## PAGE EXCERPT
•••••

Often people who have a malfunctioning magneto say "I need to send it in for a rewind." In my experience, once other potential sources of problems have been eliminated (most commonly, a fouled plug, cracked high tension lead, short in the cutout circuit, or a worn or seized high tension pickup), in nearly all cases the problem is a bad condenser, not a faulty coil (unless it is a replacement rewound coil, in which case the coil could have developed an internal short). If your engine runs fine when cold, but misses and backfires heavily as it warms up, odds are high it is due to a bad condenser. Obvious sparking at the contact breaker points is the "smoking gun" of a faulty condenser.

Why all post-WWII Lucas and BTH Condensers Have Failed, or Are About to Fail

In 1915 B. H. Davies wrote "Riders need not worry about the action of the condenser, which never gives any trouble." In fact, this was largely true at the time he wrote it. Unfortunately for us, pre-WWII mica condensers gave way to paper condensers that were developed in no small part because of the disruption in the supply of mica from Zimbabwe (Rhodesia) and India caused by WWII. Also, while mica condensers don't suffer the specific degradation problem described below, they can fail from mechanical delamination or corrosion of the leads.

•••••

## LISTED RECORDS
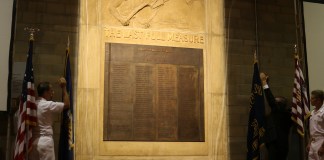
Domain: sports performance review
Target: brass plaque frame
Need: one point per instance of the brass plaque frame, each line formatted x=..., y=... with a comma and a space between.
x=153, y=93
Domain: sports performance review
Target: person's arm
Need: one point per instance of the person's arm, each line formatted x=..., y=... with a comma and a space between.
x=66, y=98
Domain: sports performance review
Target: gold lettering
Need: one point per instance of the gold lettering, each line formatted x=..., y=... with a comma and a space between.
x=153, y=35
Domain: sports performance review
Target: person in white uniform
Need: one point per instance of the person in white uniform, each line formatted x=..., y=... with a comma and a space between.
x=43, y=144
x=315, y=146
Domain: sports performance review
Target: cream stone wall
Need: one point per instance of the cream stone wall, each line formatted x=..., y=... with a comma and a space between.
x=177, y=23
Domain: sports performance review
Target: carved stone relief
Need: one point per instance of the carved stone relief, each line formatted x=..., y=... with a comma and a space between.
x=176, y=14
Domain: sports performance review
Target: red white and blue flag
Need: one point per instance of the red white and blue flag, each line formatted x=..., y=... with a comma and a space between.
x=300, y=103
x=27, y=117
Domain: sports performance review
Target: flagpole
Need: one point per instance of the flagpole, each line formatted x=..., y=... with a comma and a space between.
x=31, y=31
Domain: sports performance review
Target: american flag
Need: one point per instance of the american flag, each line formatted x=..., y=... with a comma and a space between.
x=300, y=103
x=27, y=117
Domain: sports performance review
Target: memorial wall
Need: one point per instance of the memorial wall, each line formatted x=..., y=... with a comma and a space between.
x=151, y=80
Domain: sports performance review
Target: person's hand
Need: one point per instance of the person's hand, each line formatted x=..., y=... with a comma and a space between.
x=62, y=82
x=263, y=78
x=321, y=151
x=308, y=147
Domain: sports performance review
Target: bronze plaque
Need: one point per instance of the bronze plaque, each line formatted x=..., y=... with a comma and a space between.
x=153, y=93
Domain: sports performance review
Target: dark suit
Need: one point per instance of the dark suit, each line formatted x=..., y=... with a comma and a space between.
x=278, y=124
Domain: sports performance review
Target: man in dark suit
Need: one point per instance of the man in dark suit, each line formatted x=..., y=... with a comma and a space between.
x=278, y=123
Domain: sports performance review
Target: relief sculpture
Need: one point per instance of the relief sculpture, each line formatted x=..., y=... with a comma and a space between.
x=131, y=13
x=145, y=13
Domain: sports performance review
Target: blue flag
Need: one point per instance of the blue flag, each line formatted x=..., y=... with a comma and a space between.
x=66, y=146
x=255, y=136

•••••

## SET OF TASKS
[1] Please reproduce the magneto condenser passage word for word, everything from "In 1915 B. H." down to "of the leads.".
[2] Write the next part of the magneto condenser passage, picking up right after its last sentence.
The entries are separate material, not part of the magneto condenser passage.

## OUTPUTS
[1]
In 1915 B. H. Davies wrote "Riders need not worry about the action of the condenser, which never gives any trouble." In fact, this was largely true at the time he wrote it. Unfortunately for us, pre-WWII mica condensers gave way to paper condensers that were developed in no small part because of the disruption in the supply of mica from Zimbabwe (Rhodesia) and India caused by WWII. Also, while mica condensers don't suffer the specific degradation problem described below, they can fail from mechanical delamination or corrosion of the leads.

[2]
It turns out condensers (capacitors) of identical materials and construction as the ones Lucas and BTH used in their post-WWII magnetos also were of much interest to the telecommunications industry. Because of this, the greatest solid state physics laboratory of the time, Bell Telephone Laboratories, researched these "impregnated paper capacitors" in great detail. A 1946 book by a Bell Laboratories scientist, along with eleven research papers on paper capacitors published between 1942 and 1961, contain information that fully explains the cause of the problems post-WWII British magnetos are facing today (the book and papers are listed in the References section at the end of this post).

The reason these particular capacitors merited so much research was they filled an important niche. Each of the millions of phones Bell Telephone supplied to its customers contained one of these impregnated paper capacitors as part of the circuit that made the phone ring, so cost and longevity of individual components was a major concern. Paper capacitors, impregnated with wax, were much cheaper to produce than any alternative, including mica, and they worked reasonably well for as long as they worked. They weren't needed to last forever, but only long enough to span the gap until the next generation of telecommunications equipment was deployed. Because of this, much effort went into finding chemicals to add to the wax to ensure that essentially none of the capacitors would fail for at least a decade. While it was essential that no capacitor fail for at least 10 years, achieving longevity beyond 20 years for a significant fraction of them was not of much concern for manufacturers of these paper/wax capacitors, since that was beyond the planned service life of the equipment that made use of them.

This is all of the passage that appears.